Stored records

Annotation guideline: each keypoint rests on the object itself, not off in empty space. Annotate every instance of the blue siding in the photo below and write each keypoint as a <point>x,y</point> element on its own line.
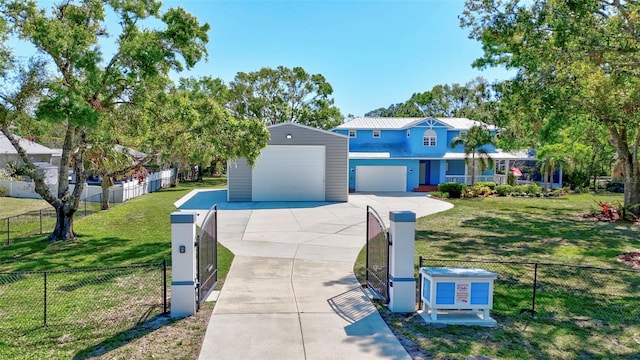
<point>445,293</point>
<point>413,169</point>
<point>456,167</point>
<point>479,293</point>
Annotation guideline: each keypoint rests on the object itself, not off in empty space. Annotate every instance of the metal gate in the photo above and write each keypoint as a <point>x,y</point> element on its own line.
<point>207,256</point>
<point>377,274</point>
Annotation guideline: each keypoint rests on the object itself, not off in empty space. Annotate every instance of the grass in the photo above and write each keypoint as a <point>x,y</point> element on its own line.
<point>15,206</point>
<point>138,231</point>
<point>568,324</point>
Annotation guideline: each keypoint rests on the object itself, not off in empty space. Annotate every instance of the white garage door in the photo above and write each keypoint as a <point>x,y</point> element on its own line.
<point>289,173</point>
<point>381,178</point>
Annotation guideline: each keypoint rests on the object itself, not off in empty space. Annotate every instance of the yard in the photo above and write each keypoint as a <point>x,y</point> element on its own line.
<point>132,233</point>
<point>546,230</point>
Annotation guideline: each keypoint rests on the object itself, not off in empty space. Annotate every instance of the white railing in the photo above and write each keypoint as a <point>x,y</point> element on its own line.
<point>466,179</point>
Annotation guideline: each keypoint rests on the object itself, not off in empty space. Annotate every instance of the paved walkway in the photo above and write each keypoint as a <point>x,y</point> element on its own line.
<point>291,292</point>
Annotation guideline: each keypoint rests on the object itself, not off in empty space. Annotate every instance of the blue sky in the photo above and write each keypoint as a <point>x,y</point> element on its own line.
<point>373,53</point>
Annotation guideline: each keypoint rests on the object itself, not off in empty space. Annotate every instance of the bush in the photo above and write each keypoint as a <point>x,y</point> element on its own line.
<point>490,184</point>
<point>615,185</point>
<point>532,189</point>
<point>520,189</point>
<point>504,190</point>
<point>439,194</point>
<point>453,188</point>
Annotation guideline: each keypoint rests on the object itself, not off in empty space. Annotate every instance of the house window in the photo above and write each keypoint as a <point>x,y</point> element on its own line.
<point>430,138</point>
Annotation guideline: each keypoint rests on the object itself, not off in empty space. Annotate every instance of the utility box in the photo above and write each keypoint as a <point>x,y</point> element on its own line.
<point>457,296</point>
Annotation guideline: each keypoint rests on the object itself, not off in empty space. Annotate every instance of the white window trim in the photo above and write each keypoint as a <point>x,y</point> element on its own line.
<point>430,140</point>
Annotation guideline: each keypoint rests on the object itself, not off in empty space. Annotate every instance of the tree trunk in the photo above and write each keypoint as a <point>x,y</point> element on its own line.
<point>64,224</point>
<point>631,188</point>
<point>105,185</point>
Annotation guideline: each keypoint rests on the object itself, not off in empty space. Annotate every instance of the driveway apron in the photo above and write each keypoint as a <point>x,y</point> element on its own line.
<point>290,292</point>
* * *
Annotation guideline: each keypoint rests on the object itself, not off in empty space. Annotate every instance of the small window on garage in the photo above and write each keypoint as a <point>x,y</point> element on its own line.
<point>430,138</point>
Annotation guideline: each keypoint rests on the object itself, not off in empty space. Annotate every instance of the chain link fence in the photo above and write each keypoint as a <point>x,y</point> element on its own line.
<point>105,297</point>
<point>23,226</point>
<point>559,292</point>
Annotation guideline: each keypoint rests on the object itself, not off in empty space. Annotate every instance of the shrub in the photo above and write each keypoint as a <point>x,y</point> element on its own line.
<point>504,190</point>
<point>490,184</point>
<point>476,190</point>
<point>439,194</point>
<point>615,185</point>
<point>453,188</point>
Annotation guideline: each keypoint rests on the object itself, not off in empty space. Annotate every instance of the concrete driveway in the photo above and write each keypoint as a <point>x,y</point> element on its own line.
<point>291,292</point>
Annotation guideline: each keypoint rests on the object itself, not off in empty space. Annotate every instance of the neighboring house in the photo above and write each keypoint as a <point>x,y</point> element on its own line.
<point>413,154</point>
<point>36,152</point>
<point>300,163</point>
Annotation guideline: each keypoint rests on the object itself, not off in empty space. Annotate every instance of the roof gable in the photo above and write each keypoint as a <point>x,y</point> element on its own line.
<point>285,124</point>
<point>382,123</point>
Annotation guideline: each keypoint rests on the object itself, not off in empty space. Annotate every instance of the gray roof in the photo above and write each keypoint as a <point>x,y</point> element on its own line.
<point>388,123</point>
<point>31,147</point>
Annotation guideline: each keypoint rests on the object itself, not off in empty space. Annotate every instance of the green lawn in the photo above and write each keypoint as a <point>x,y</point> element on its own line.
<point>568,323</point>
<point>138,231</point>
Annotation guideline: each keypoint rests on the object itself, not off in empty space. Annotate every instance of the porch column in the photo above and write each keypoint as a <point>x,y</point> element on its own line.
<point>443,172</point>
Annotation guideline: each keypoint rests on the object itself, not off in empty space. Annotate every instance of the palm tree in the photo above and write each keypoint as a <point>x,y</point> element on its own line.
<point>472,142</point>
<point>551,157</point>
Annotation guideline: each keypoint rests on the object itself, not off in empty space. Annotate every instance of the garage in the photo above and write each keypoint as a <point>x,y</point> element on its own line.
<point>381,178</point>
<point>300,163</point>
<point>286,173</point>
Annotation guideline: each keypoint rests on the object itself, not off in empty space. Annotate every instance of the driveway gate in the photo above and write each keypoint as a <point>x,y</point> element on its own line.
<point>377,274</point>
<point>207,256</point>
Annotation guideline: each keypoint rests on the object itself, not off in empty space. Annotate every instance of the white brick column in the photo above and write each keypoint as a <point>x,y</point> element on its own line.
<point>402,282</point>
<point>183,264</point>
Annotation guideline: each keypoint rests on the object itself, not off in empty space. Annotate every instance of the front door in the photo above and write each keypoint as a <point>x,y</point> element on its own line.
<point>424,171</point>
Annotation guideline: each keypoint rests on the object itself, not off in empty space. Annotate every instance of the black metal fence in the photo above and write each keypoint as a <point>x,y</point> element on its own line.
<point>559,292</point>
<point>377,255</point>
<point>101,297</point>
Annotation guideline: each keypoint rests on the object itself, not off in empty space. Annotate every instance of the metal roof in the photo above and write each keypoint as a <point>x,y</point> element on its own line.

What you need to do:
Rewrite the lines from the one holding "the driveway gate" through the one holding "<point>183,264</point>", both included, and shift every coordinate in the answers up by 74. Keep the requests as they are.

Reply to the exercise:
Annotation guideline: each keypoint rests on the object itself, not off in empty space. Annotate every instance of the driveway gate in the photo above and write each keypoint as a <point>x,y</point> element on its own line.
<point>451,348</point>
<point>281,330</point>
Annotation guideline: each keypoint rests on the object itself, not off in empty space. Annotate every instance of the white brick column in the photo above and write each keypoint as a <point>x,y</point> element on its own line.
<point>476,356</point>
<point>257,338</point>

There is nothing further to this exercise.